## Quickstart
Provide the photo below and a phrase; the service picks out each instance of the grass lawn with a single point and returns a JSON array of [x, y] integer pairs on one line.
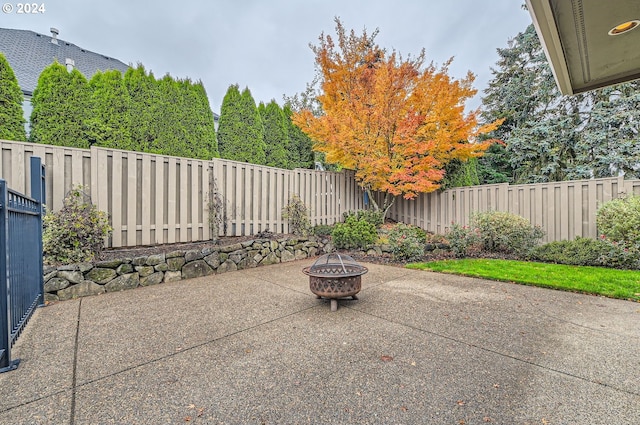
[[613, 283]]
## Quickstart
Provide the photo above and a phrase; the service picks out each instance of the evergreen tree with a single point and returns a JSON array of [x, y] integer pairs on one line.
[[11, 114], [276, 137], [110, 122], [198, 121], [60, 106], [610, 142], [550, 137], [301, 146], [240, 132], [172, 137], [144, 107]]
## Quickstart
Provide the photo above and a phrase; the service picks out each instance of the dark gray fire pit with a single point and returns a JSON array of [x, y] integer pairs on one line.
[[335, 276]]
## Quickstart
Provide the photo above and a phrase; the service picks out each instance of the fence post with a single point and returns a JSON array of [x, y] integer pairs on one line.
[[5, 319], [38, 193]]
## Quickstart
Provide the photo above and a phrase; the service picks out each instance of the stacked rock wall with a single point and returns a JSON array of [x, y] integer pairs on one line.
[[83, 279]]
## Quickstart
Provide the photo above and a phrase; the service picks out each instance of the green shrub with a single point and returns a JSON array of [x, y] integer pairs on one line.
[[372, 216], [75, 233], [579, 252], [587, 252], [463, 240], [354, 234], [297, 214], [619, 220], [407, 242], [505, 232], [322, 230]]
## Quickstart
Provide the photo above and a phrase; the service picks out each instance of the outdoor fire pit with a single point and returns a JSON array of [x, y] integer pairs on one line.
[[335, 276]]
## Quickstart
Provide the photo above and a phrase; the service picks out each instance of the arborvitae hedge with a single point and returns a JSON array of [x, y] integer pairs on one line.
[[169, 116], [240, 132], [276, 137], [11, 114], [60, 105], [143, 94], [109, 123]]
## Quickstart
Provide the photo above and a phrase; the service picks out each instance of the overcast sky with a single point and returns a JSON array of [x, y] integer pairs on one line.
[[264, 45]]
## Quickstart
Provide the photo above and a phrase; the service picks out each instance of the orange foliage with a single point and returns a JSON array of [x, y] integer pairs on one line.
[[394, 121]]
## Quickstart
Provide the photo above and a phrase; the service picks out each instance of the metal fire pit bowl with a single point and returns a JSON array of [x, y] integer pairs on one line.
[[335, 276]]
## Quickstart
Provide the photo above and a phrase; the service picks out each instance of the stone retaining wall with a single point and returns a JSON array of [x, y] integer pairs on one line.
[[83, 279]]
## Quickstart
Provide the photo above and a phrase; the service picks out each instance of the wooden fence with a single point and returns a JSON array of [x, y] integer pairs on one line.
[[564, 210], [156, 199]]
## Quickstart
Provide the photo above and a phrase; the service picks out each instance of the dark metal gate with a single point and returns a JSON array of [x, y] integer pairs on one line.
[[21, 279]]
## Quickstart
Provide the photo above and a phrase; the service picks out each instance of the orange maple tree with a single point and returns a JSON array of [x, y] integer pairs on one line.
[[394, 121]]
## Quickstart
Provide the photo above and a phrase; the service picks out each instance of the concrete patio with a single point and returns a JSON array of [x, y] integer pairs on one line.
[[256, 347]]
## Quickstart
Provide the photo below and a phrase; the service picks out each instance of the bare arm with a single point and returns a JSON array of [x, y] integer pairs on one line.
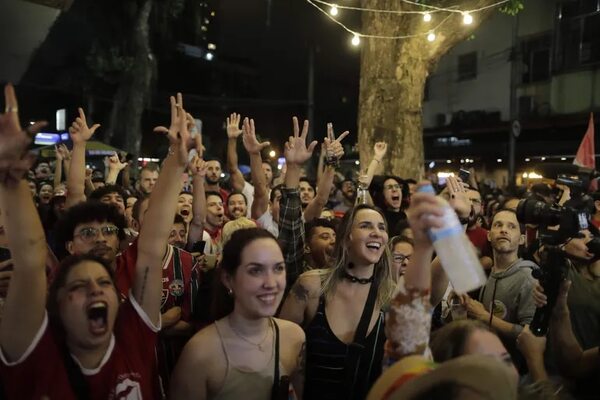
[[253, 147], [334, 151], [233, 132], [198, 170], [25, 305], [152, 243], [80, 134], [115, 166]]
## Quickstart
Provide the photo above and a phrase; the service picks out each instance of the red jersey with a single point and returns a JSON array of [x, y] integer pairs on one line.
[[180, 282], [127, 370]]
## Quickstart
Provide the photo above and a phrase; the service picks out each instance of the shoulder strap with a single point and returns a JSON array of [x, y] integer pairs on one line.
[[356, 348]]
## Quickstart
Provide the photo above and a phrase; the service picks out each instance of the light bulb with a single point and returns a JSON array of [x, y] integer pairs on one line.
[[467, 19]]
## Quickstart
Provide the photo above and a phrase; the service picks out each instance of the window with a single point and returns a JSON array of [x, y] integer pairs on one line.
[[536, 58], [577, 34], [467, 66]]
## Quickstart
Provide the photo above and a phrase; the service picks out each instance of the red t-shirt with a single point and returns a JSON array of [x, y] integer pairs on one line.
[[127, 371], [180, 282]]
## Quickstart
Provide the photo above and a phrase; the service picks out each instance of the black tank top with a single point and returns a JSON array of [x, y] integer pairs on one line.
[[326, 360]]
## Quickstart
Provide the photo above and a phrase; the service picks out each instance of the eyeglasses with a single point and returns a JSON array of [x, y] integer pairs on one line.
[[89, 234], [400, 258], [392, 187]]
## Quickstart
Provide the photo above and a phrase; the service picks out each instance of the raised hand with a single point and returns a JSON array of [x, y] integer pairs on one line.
[[80, 131], [425, 212], [178, 133], [296, 151], [233, 126], [380, 149], [62, 152], [458, 199], [198, 167], [251, 143], [115, 163], [333, 147], [15, 161]]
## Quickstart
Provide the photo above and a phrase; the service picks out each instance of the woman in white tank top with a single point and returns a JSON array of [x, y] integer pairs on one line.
[[237, 357]]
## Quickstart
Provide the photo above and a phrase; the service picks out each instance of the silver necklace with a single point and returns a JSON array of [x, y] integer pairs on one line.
[[259, 344]]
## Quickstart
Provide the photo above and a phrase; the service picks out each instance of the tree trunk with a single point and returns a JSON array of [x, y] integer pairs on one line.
[[133, 92], [392, 80]]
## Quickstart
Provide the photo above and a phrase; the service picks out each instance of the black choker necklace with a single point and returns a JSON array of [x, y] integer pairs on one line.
[[354, 279]]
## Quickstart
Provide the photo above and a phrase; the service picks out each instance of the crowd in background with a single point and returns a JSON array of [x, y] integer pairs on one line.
[[170, 281]]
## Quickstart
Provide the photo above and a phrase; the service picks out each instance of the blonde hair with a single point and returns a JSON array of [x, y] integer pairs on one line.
[[383, 274], [232, 226]]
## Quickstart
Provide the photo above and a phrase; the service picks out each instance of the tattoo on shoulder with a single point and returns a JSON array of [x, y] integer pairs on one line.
[[300, 292], [302, 360], [144, 285]]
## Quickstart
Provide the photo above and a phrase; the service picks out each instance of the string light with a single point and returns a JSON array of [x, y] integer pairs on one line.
= = = = =
* [Your instructions]:
Output the data exactly. Pictures don't belong in the result.

* [Answer to the problem]:
## Quickstart
Provide the photo below and a phrase; the service picks out each instance of the grass lawn with a single point and returns a JSON array of [x, y] integer pairs on one line.
[[613, 283]]
## Quickstart
Provide the photo above and a phrase; the service picks out each instance of the evergreen tree with a single point and returns a JSON array of [x, y] integer pairs on one line.
[[11, 114], [276, 137], [110, 122], [198, 121], [60, 106], [610, 142], [550, 137], [301, 146], [240, 132], [172, 137], [144, 107]]
## Quickstart
Provide the photo above and a phrase; the service picks out each instance of the dark gray fire pit with a single point and returns a JSON array of [x, y] integer pairs on one line.
[[335, 276]]
## Quickstart
Provide the photo above and a phrase; the service picks out each instance of the fence post with a single point and returns a JSON array of [x, y] integer pairs on one line.
[[5, 319], [38, 193]]
## Quickstart
Provide the photo above and a phrase; the service picks out each instance of the stacked rock wall with a single point and returns a JSON array of [x, y] integer pairs on one line.
[[83, 279]]
## Quickstart
Provide the photo above and a phrase; the service picks out each instance of the green shrub with a single point and returns a JSON array of [x, y] integer pairs on one line.
[[372, 216], [75, 233], [579, 252], [587, 252], [463, 240], [354, 234], [297, 214], [619, 220], [407, 242], [505, 232], [322, 230]]
## Quickstart
Provide the photo above and a phrase; the service picks out each instance of the outdoor fire pit with a single point and returns a JSON array of [x, y] integer pairs on one line.
[[335, 276]]
## Quickstart
Provide the photo above and a phrase; the service picks out each instance of the arborvitae hedge with a single point and returns a JSON array of [x, y] integer pairs on one line.
[[169, 116], [240, 132], [276, 137], [11, 114], [60, 105], [143, 94], [109, 123]]
## Quickstart
Provide the photo above and a phrase; the service picks out each instance of the overcast sky with a single point and returns a JSON array of [x, y] integer pairs on one line.
[[264, 45]]
## Quickstart
Provide the photo above and a phrase; the service picks out each instance of the orange foliage with a single point and returns a JSON array of [x, y] integer pairs on one line.
[[394, 121]]
## Quickstart
Provide the photo above and a phrase; the service picks out each instance of the metal fire pit bowl with a single point and returns a JSON array of [x, y] integer pairs on one line.
[[335, 276]]
## Quickstart
Provide the photo above and a phrase; the service picks out each instance of the stone retaining wall with a single point and returns a JSON array of [x, y] integer pairs on one line.
[[83, 279]]
## Quickstart
Provide the photo above and a phrase; the service picks out each instance of the wooden fence with a single point and returns a JSON array of [x, y] integer pairs on one line.
[[564, 210], [156, 199]]
## Quickstart
Provide the photo above and a phrase; the service picks out each instance of the dark metal gate with a single point and returns a JSON array of [x, y] integer pairs on one line.
[[21, 279]]
## Quickstart
Provide the photo above and a phrase; the service picks out each instance of the orange maple tree with a single point and returns a JSON array of [x, y] integer pairs on one line.
[[394, 121]]
## Quickstart
Provide the photo above and a phrase; the service picks out each instance of the concrete patio with a single point and returns a JSON array of [x, y] integer pairs on one line.
[[256, 347]]
## Quickstart
Provide the photo below and a phrase; the service picks out each instance of the bare arm with a single point and returns a JSON array of [x, y] integer pairs on one line.
[[253, 147], [334, 151], [233, 132], [198, 170], [25, 305], [152, 243], [80, 134], [115, 166]]
## Quickstart
Provide the photo above and a phrase; the service picks out each instance of the red jersey with a single point and returns a JSON array of [x, y] integer pairs on one line.
[[180, 282], [127, 370]]
## Quickstart
Provide the photo above and a phrase; the service picks out each instance of the shoulder strap with a single point and returns a JSON array of [x, y] integer pairs on one line.
[[356, 348]]
## Quickstart
Provide the photo above and a phrase; the service picks out each instance of the light bulb with a single point and returns a JSON array of [x, y] integer pairs on one line.
[[467, 19]]
## Quickstart
Provide the photo above and a phrase; the service picks out each instance of the window with a single point and returns a JSON array of [x, y] integer pairs on one line.
[[536, 58], [577, 34], [467, 66]]
## Quickstart
Provide the photo above and a phrase; the service picks out each instance of the red t-shirt with a single point and returns a JSON array of [x, y] integer pairs on one line.
[[127, 371], [180, 282]]
## Quickstart
Provide the photo above and a phrase; the service picks out each instance of the black tank top with a single point and returns a JSON array of [x, y] integer pairs on one line.
[[326, 360]]
## Quickstart
Provide the photo above and a phrase; the service picks out each instance of the eyeglasses with a single point and returns a JSON array of [x, y] integer pairs on one line.
[[89, 234], [400, 258], [392, 187]]
## Quickstart
Provide the photo above and a phrase; the service picks out each instance of the raised hand with a single point and returns a JSON array of [x, y] integer pairs on one line.
[[80, 131], [425, 212], [178, 133], [296, 151], [233, 126], [380, 149], [62, 152], [458, 199], [198, 167], [251, 143], [115, 163], [333, 147], [15, 161]]
## Quickstart
Provide the photo above and a phrase; the service picks out each instance of the woman in white tank top with a single point and returns a JSON array of [x, y] integer pairs on one line.
[[237, 357]]
## Quickstart
Provide the photo above and a phrase; the service picks out each instance of the silver necklace with a single point and returns a JSON array of [x, y] integer pairs on one line.
[[259, 344]]
## Quickstart
Provide the photo above and a phrase; the service picks out each instance of the tree trunk with a single point and returns a JSON array of [x, y] integer pairs on one line.
[[133, 92], [392, 80]]
## Quickstart
Provide the photo above and a phrase; the service picks out each instance of the black choker necklace with a single point and returns a JSON array of [x, y] integer pairs on one line.
[[354, 279]]
## Quickstart
Provide the photo above and a phrase; the service picks out each instance of the crowd in background with a single point and returns a JSON array of [x, y] integer pairs on one line.
[[170, 281]]
## Quickstart
Provide the photo above and a phrase; the service picks out each instance of the blonde hair with a single point and returns a JSON array of [x, y] integer pairs on one line.
[[383, 274], [232, 226]]
## Quickstart
Provide the photo above and a phrase; the service picks out each instance of the tattoo on shoulder with a single point and returns a JSON array of [x, y] integer pairs on one line.
[[300, 292], [302, 360], [144, 285]]
## Quickstart
Provide the photo above and a phrase; the service picks out each instance of the string light with a single point and returns a JSON array of [x, y] integer pairs on one line.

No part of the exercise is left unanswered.